* What to produce *
Repeat the listing in full, word for word.

* Information provided *
— BEGIN —
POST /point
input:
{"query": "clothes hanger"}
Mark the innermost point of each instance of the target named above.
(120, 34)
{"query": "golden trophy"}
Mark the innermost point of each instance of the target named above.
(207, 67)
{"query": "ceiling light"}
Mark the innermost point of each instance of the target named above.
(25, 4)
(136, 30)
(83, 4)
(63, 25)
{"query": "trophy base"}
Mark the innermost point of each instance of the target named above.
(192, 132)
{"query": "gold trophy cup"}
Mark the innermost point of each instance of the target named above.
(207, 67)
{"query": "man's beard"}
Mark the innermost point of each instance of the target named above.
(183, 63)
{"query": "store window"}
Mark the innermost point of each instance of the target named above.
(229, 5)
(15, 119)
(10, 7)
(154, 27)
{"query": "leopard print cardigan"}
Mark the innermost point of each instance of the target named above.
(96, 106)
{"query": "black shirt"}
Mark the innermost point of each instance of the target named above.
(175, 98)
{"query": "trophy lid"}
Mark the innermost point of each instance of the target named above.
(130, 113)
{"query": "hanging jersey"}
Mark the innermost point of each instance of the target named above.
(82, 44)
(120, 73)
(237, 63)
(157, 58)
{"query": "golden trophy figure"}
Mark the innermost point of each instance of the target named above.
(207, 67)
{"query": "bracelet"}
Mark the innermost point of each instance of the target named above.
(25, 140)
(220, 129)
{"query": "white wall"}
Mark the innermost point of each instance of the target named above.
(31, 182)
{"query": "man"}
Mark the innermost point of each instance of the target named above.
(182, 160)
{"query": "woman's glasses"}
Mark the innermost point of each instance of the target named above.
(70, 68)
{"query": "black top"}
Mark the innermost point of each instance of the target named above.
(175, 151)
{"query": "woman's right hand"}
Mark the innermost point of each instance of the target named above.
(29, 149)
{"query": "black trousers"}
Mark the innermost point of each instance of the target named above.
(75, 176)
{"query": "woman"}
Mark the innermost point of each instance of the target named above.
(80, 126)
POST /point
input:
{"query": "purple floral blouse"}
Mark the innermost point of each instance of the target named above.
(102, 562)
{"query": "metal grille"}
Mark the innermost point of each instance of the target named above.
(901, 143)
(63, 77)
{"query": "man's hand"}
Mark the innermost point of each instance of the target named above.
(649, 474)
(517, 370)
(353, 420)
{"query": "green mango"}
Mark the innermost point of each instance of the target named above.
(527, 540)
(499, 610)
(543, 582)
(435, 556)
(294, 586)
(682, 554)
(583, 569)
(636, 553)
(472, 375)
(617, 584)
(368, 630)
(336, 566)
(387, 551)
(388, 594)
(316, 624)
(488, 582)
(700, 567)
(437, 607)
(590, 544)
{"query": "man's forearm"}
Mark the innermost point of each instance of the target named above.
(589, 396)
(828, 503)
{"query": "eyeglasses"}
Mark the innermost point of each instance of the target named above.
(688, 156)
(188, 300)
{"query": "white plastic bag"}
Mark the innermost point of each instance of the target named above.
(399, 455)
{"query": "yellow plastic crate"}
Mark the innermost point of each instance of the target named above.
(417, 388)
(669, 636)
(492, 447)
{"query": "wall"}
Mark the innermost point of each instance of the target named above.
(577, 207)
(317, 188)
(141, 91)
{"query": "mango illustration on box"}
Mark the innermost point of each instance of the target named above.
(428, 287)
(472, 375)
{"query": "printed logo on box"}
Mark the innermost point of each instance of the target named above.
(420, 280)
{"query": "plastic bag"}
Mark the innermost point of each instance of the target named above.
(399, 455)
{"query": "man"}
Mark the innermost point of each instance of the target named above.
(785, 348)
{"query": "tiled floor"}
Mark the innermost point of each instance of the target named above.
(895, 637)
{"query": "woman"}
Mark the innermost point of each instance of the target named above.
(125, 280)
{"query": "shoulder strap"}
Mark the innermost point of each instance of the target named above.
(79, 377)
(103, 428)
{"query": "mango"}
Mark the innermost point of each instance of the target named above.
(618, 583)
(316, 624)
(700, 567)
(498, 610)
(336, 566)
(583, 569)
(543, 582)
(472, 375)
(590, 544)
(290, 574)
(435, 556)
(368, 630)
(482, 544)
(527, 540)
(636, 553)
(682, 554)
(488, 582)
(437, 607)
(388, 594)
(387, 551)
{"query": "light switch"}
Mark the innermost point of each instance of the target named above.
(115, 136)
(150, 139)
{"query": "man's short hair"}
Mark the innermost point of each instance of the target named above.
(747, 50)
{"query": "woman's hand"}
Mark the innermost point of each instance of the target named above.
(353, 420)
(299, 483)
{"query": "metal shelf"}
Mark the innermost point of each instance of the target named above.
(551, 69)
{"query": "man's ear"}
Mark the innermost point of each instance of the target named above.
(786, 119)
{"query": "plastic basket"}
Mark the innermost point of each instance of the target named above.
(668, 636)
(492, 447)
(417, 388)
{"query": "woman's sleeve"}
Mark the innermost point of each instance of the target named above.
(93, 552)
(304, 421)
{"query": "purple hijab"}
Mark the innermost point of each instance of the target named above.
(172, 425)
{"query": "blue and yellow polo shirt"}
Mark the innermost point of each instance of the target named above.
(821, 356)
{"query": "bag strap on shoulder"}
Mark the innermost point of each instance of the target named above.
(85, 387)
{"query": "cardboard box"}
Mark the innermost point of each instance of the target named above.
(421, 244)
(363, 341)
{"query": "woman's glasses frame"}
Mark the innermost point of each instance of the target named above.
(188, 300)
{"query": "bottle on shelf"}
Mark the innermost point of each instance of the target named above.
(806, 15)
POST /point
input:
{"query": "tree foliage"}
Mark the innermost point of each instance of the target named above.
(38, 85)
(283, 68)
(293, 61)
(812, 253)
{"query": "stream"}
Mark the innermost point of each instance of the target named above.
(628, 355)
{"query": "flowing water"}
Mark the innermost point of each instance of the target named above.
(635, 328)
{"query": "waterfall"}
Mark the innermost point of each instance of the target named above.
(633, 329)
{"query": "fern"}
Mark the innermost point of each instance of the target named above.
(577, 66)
— END —
* Output for this exercise *
POST /point
input:
{"query": "clothes hanger"}
Mark the innermost point of each instance of the target named above.
(120, 34)
{"query": "golden trophy"}
Mark the innermost point of each instance of the target named above.
(207, 67)
{"query": "ceiling light"}
Mark the innermost point of each instance of the target named above.
(25, 4)
(136, 30)
(83, 4)
(63, 25)
{"query": "trophy base"}
Mark the innermost point of each instance of the target named above.
(192, 132)
{"query": "gold trophy cup"}
Mark the innermost point of each instance of the target named above.
(207, 67)
{"query": "man's beard"}
Mark the innermost point of each instance of the target named above.
(183, 63)
{"query": "store window"}
Mark the innermost point of each instance of the target named above.
(229, 5)
(15, 119)
(10, 7)
(154, 27)
{"query": "leopard print cardigan"}
Mark the innermost point of each instance of the target named above.
(96, 106)
{"query": "black shirt"}
Mark the innermost point of each instance of the target named above.
(175, 98)
{"query": "trophy lid"}
Mark the innermost point of each instance of the target named above.
(130, 113)
{"query": "hanging jersey"}
Mark the innermost point of each instance of the target named above.
(82, 44)
(120, 73)
(237, 63)
(157, 58)
{"query": "golden trophy figure"}
Mark the innermost point of each instance of the target named above.
(207, 67)
{"query": "bracelet"}
Mark the innermost point of each instance of the target named above.
(25, 140)
(220, 129)
{"query": "white wall"}
Mark the innermost point of each instance of the target named above.
(31, 182)
{"query": "man"}
Mark the innermost point of each instance of the target named above.
(182, 160)
{"query": "woman's glasses"}
Mark the innermost point of each instance of the target named above.
(70, 68)
{"query": "black top"}
Mark the innermost point of each instance of the target named above.
(175, 151)
{"query": "woman's right hand"}
Mark the innermost point of each instance of the target named above.
(29, 149)
{"query": "black trousers"}
Mark the innermost point of each instance of the target named above.
(75, 176)
{"query": "woman"}
Mark the innermost point of each instance of the target named above.
(80, 126)
POST /point
input:
{"query": "purple floral blouse"}
Mark the innermost point of each instance of the target named above.
(102, 562)
{"query": "metal grille"}
Mark the innermost point of each instance of the target named above.
(901, 143)
(63, 77)
{"query": "man's hand"}
Mark the innermost point of each instance of the target named above.
(649, 474)
(517, 370)
(353, 420)
{"query": "green mango"}
Mark the innermost point of each instance of the target named above.
(527, 540)
(499, 610)
(543, 582)
(435, 556)
(294, 586)
(682, 554)
(583, 569)
(636, 553)
(472, 375)
(617, 584)
(368, 630)
(336, 566)
(387, 551)
(388, 594)
(316, 624)
(488, 582)
(700, 567)
(437, 607)
(590, 544)
{"query": "man's forearm"}
Mark the innermost point of each instance of the target named above.
(589, 396)
(828, 503)
{"query": "eyeglasses"}
Mark the innermost point of each instance of the target named above.
(688, 156)
(188, 300)
{"query": "white plastic bag"}
Mark the innermost point of each instance of the target named above.
(399, 455)
{"query": "yellow plastic crate"}
Mark the innermost point of each instance of the target named above.
(417, 388)
(669, 636)
(492, 447)
{"query": "wall"}
Mark the innermost point of each instance of the target named above.
(577, 207)
(317, 188)
(141, 91)
{"query": "mango illustration on box"}
Mark the innermost point of each instance of the target named above.
(428, 287)
(472, 375)
{"query": "printed logo on box"}
Mark the innermost point of each instance of the target named above.
(420, 280)
{"query": "plastic bag"}
Mark the innermost point of each instance of the target named above.
(399, 455)
{"query": "man"}
Mark the innermost point of each instance of the target named above.
(785, 348)
{"query": "tiled floor"}
Mark the innermost point of each instance of the target named above.
(895, 637)
{"query": "woman"}
Mark the innermost point of each instance of the target named above.
(125, 280)
{"query": "shoulder strap"}
Mark the innermost point of each instance of the target named above.
(79, 377)
(103, 428)
{"query": "mango"}
Mark the innermost point of each instance of the target named above.
(618, 583)
(316, 624)
(700, 567)
(498, 610)
(336, 566)
(583, 569)
(543, 582)
(472, 375)
(590, 544)
(290, 574)
(435, 556)
(368, 630)
(482, 544)
(527, 540)
(636, 553)
(682, 554)
(488, 582)
(437, 607)
(388, 594)
(387, 551)
{"query": "light switch"}
Mark the innermost point of each instance of the target named above.
(115, 136)
(150, 139)
{"query": "man's short hair"}
Mark the innermost point of each instance of the target named above.
(747, 50)
{"query": "woman's hand"}
Mark the innermost point of each instance of the target named above.
(353, 420)
(299, 483)
{"query": "metal shelf"}
Mark the innermost point of each instance of the target named above.
(551, 69)
{"query": "man's ear"}
Mark the innermost point of each instance of the target named above.
(786, 119)
{"query": "plastic basket"}
Mark the innermost point of each instance of the target named above.
(668, 636)
(492, 447)
(417, 388)
{"query": "woman's sleeve"}
Mark the innermost point of each instance of the target named above.
(93, 552)
(304, 421)
{"query": "purple hijab"}
Mark the innermost point of each instance of the target named above.
(172, 425)
{"query": "blue and yellow polo shirt"}
Mark the innermost point of each instance of the target named above.
(821, 356)
{"query": "bag strap on shoulder"}
Mark the innermost point of each instance of the target named above.
(85, 387)
{"query": "cardboard box"}
Mark the innermost point of each instance of the target named above.
(421, 244)
(363, 341)
{"query": "woman's glasses frame"}
Mark the innermost point of each instance of the target named above.
(188, 300)
{"query": "bottle on shelf"}
Mark the innermost point of each instance of the target named above.
(806, 15)
POST /point
input:
{"query": "tree foliage"}
Mark the innermost point of each instance of the target named above.
(38, 85)
(283, 68)
(293, 61)
(812, 253)
{"query": "stream"}
Mark the innermost point of each instance of the target named above.
(628, 355)
{"query": "flowing water"}
Mark the innermost point of each instance of the target named above.
(635, 328)
{"query": "waterfall"}
Mark the innermost point of each instance of the target named above.
(633, 329)
{"query": "fern"}
Mark the innermost point of each instance of the target named above.
(577, 66)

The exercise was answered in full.